== Provided passage ==
Monday, March 27, 2006

Questions about evolution

A reader writes with questions about evolution.

What makes things evolve?

Animals and plants evolve because their bodies are controlled by genes which occasionally experience random changes known as mutations. Some of these changes are good for survival, some are not. The creatures that have the most favorable genes are more likely to survive and pass their genes to the next generation. This causes creatures to gradually change into a form that best allows them to survive in their environment.

Why did man develop, and yet monkeys still exist? Did the monkeys who did evolve into men, simply have different environmental conditions than the monkeys who didn't?

Well, we really didn't come from monkeys. Rather, monkeys, apes, and humans all descended from a common ancestor (which, incidentally, was probably close to modern monkeys). The various offspring of this ancestor ended up exploiting various niches of nature to earn their survival. And so they diversified into many species, each with its own niche. Monkeys continue to survive in the tops of the jungles, finding plenty of food up there and quickly scrambling from tree to tree to escape predators. Humans would not do good in that enviroment.So we have both humans and monkeys, each surviving in a different way in a different environment.

Are we really just an accidental mutation, or do other forces cause such changes?

The mutations are random. However the forces of selection for survival drive the creatures to survive in their niche.

Why do some animals like crocodiles stay the same for hunderds of thousands of years?

Once an animal has become well established in a large niche, if that environment remains stable, the physical changes to that creature often become small. Thus since sharks and crocodiles have evolved to be well adapted to particular stable roles in the environment, they have little need of further change. There genes continue to mutate, but the forces of natural selection hold the physical forms ofthe creautres stable with time.

Scientists do admit that it seems there were evolutionary jumps from one species to another, so what makes this happen?

Jumps occur when isolated populations find themselves in a different environment. Creatures sometimes change "rapidly" to meet the new requirments. These changes actually take thousands of years, but compared to the age of the earth, the change is relatively rapid. A good picture of how this happens can be seen in the various dog breeds. Most of these breeds developed in the last several thousand years as humans guided their environment and selected those that they wanted to breed. Thus in a few thousand years, we see great differences in the dogs. Should this breeding continue, we will one day have many different species of dogs with different characteristics.

== Set of tasks ==
A - In the evolution post, turn the paragraph beginning "Animals and plants evolve because" into a short bulleted list that keeps its main facts.
B - Answer these from the evolution post:
(i) Where do monkeys continue to survive?
(ii) Which two animals are named as well adapted to particular stable roles in the environment?
(iii) Over what span of time did most dog breeds develop?
None of the stored data is needed for these tasks.

Stored data:
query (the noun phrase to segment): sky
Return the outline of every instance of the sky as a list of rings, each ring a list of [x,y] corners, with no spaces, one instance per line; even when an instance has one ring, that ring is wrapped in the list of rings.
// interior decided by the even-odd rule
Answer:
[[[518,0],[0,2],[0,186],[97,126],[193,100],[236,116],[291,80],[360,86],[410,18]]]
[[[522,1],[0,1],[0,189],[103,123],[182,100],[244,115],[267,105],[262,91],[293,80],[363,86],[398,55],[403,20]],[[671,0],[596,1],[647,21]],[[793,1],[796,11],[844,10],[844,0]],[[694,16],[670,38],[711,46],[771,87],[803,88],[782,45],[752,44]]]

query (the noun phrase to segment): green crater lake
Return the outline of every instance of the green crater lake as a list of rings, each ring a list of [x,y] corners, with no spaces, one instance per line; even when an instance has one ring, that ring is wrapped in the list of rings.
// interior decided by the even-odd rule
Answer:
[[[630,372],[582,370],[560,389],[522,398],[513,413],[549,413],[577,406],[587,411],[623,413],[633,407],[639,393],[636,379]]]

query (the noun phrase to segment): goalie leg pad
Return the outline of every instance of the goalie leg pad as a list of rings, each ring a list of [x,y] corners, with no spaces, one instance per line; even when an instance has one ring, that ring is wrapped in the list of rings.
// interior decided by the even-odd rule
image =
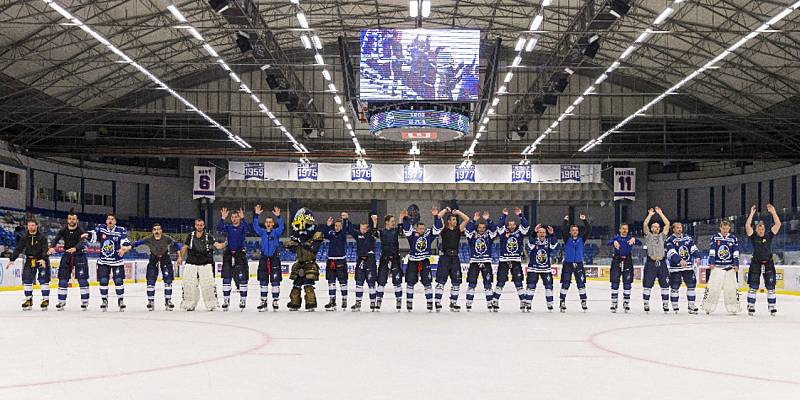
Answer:
[[[183,301],[181,302],[181,308],[184,310],[194,310],[197,306],[197,302],[200,300],[198,284],[197,266],[186,264],[183,269]]]
[[[722,293],[722,286],[725,282],[725,271],[721,268],[711,270],[709,280],[706,283],[706,291],[703,295],[703,310],[712,313],[717,309],[719,296]]]
[[[723,293],[725,299],[725,310],[731,314],[742,311],[742,303],[739,301],[739,281],[737,280],[738,271],[736,268],[725,271]]]
[[[217,290],[214,284],[214,266],[211,264],[199,265],[197,267],[198,275],[200,276],[200,291],[203,293],[203,304],[205,304],[208,311],[212,311],[219,304],[217,304]]]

== Exercise responses ==
A -
- The bodies of animals and plants are controlled by genes.
- Genes sometimes undergo random changes called mutations.
- Some mutations help survival and others do not.
- Creatures with the most favorable genes are more likely to survive and pass those genes on.
- Over time, creatures gradually change into the form best suited to survival in their environment.

B -
(i) In the tops of the jungles.
(ii) Sharks and crocodiles.
(iii) The last several thousand years.